Und schauen wir uns die drei letzten Verfügungen der Stadt Offenburg an, dann sind die Vorgaben immer wieder unterschiedlich. Mal dürfen die Stiele der Transparente nur 2 cm dick sein, mal 3 cm, mal ist die Länge egal, mal max. 2 Meter. Transparente dürfen egal wie groß sein, oder eben begrenzt auf 3 x 1,5 Meter. Und wenn das nicht ausreicht, wie wollen wir dann unsere Meinung kund tun? Wieso maßt sich eine Stadtverwaltung überhaupt an, die Größe der Meinungsäusserung zu beschneiden. Und wozu die Hinweise, z.B. auf Toiletten? (siehe Anlage)
Verschickt werden solche, aus unserer Sicht unrechtmässigen, Auflagen einen Tag vor der Veranstaltung. Auch wenn diese schon Tage, Wochen oder gar Monate vorher angemeldet waren. Und es bräuchte aus Sicht des Gesetzgebers gar keine Auflagen. Diese sind nur erforderlich, wenn um Leib und Leben zu fürchten ist.
Gemäß § 15 Abs.1 VersammlungsG kann die zuständige Versammlungsbehörde eine Versammlung nur dann von bestimmten Auflagen abhängig machen, wenn nach den zur Zeit des Erlasses der Verfügung erkennbaren Umständen die öffentliche Sicherheit oder Ordnung bei Durchführung der Versammlung unmittelbar gefährdet ist. Daran sind jedoch nach ständiger Rechtsprechung des Bundesverfassungsgerichts hohe Anforderungen zu stellen. Aus den vorliegenden Auflagenverfügung ergeben sich keinerlei Anhaltspunkte, dass die Voraussetzungen für eine Auflage nach § 15 Abs. 1 VersammlG vorliegen.
Aber genau das fürchtet die Stadt Offenburg, wenn 200 Menschen für Bäume demonstrieren, wenn 5.000 Menschen für Toleranz und Vielfalt demonstrieren, wenn 10 Menschen die Stolpersteine in Offenburg putzen möchten (siehe Anlagen).

Vorliegendes Material –
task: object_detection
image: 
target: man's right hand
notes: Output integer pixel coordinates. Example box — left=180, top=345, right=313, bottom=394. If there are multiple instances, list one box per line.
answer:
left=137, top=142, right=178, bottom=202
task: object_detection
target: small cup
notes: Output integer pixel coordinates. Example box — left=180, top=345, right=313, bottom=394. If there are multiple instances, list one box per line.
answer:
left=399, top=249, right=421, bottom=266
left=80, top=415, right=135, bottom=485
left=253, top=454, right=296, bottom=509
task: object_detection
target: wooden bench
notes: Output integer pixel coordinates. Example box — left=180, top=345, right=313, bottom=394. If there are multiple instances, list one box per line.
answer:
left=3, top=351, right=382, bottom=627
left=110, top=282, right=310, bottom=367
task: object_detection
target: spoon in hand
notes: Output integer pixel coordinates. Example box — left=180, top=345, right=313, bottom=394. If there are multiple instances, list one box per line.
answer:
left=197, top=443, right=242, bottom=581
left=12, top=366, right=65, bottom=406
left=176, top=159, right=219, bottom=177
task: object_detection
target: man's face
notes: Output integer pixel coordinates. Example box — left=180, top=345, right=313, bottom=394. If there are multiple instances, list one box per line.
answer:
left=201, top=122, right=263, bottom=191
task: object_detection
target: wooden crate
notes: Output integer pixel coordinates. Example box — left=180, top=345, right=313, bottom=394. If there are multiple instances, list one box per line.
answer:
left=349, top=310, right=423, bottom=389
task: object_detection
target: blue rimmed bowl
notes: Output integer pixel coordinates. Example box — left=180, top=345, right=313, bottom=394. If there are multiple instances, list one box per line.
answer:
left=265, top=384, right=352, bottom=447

Übungsaufgaben –
**A)** Gib aus dem Text über die Demonstrationsauflagen der Stadt Offenburg den Abschnitt wortgetreu wieder, der mit den Worten „Gemäß § 15 Abs.1“ beginnt und mit „möchten (siehe Anlagen).“ endet.
**B)** Setze den Text über die Demonstrationsauflagen der Stadt Offenburg bitte im Anschluss an seinen letzten Satz fort.

Lösungen –
**A)**
Gemäß § 15 Abs.1 VersammlungsG kann die zuständige Versammlungsbehörde eine Versammlung nur dann von bestimmten Auflagen abhängig machen, wenn nach den zur Zeit des Erlasses der Verfügung erkennbaren Umständen die öffentliche Sicherheit oder Ordnung bei Durchführung der Versammlung unmittelbar gefährdet ist. Daran sind jedoch nach ständiger Rechtsprechung des Bundesverfassungsgerichts hohe Anforderungen zu stellen. Aus den vorliegenden Auflagenverfügung ergeben sich keinerlei Anhaltspunkte, dass die Voraussetzungen für eine Auflage nach § 15 Abs. 1 VersammlG vorliegen.
Aber genau das fürchtet die Stadt Offenburg, wenn 200 Menschen für Bäume demonstrieren, wenn 5.000 Menschen für Toleranz und Vielfalt demonstrieren, wenn 10 Menschen die Stolpersteine in Offenburg putzen möchten (siehe Anlagen).

**B)**
Bei 5.000 Menschen muss der Veranstalter solch einer Demonstration gemäß den Auflagen 200 Ordner stellen. Wie soll das gehen? Wie werden diese Auflagen durchgesetzt? Wie können wir uns in Offenburg noch versammeln, ohne zu 100% gegen Auflagen zu verstoßen und ein Bussgeld zu fürchten? Wollen wir nicht, dass die Menschen für ihre Anliegen auf die Straße gehen? Stört das so sehr die öffentliche Ordnung und Sicherheit, wenn wir für den Klimaschutz, die Demokratie und gegen das Vergessen des Holocaust auf die Straße gehen?
Lesen Sie sich die angehängten Verfügungen durch und wundern Sie sich! Diese erhalten die Versammlungsleiter per eMail. Widerspricht ein Versammlungsleiter dagegen per eMail, erhält er lediglich den Verweis auf das “Formerfordernis eines Widerspruchs gemäß § 70 Verwaltungsgerichtsordnung (VwGO). Ihre E-Mail bleibt daher unbeantwortet.” (Zitat Ordnungsamt Offenburg) Der Widerspruch wird also nicht bearbeitet! (siehe Anlage)
Müssen wir uns wirklich wundern, wenn die Menschen das Vertrauen in die Demokratie und unsere Volksvertreter verlieren? Wählen die Menschen deswegen vermehrt die starke, durchgreifende Hand, weil Sie selbst keine Chance sehen, keinen Mut haben, sich gegen eine Behörde zu stellen? Ist es einfach zu teuer geworden, sich selbst zu engagieren (Lautsprecheranlage zum vorgeschriebene Verlesen der Auflagen, Ordnerbinden, kostenpflichtige Behördenzugänge wie z.B. DE-Mail als Zugang nach § 3a VwVfG für Elektronische Kommunikation für einen evtl. Widerspruch)?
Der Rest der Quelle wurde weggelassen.